- [INFORMATION SUPPLIED]
------------------------------------------------------------------------

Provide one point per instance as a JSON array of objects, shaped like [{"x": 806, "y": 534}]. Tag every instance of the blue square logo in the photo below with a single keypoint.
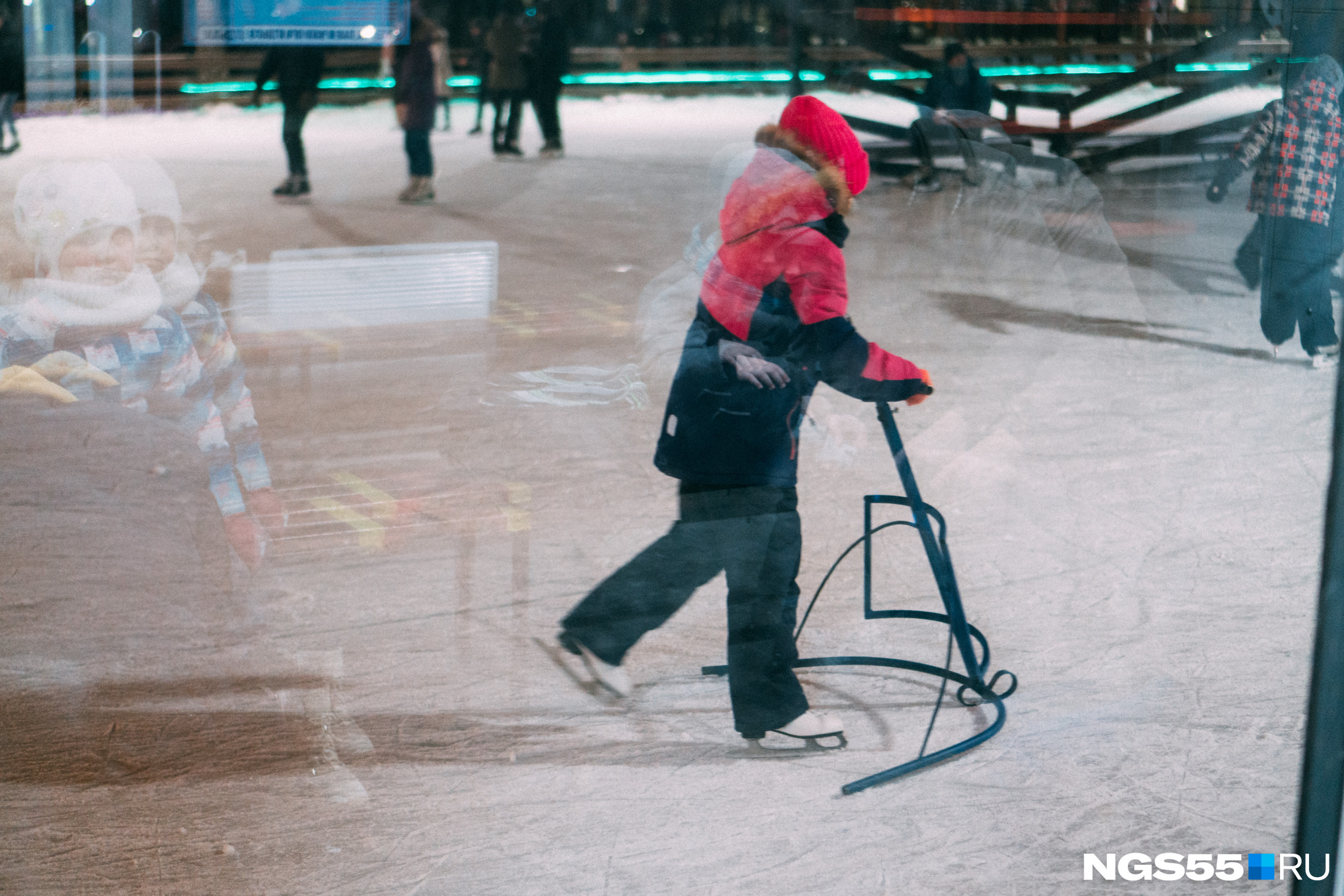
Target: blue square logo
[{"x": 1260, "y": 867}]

------------------------------------------------------------------------

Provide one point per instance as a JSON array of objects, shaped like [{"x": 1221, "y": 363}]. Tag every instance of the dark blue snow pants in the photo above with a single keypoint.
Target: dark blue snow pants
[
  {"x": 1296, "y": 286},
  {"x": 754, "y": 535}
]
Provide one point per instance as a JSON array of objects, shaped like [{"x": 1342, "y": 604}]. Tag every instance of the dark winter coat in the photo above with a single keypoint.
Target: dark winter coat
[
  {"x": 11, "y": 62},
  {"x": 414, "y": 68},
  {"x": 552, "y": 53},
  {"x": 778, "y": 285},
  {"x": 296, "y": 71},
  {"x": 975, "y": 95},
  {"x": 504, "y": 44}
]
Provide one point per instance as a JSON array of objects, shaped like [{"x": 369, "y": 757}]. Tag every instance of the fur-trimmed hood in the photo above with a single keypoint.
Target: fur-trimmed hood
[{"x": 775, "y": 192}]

------------------------------------------------------------------------

- [INSTRUCTION] Collect every line from the records above that contains the string "blue", copying each line in full.

- [ANSWER]
Provide one point per instance as a JSON array of objects, shaped like [{"x": 806, "y": 534}]. Tag every instance of the blue square logo in the photo below with a single keypoint.
Target: blue square logo
Provide one point per instance as a JSON array of objects, shaped like [{"x": 1221, "y": 363}]. Tag every instance of the dark blue snow pants in the photo above with a single keypoint.
Target: dark blue snow pants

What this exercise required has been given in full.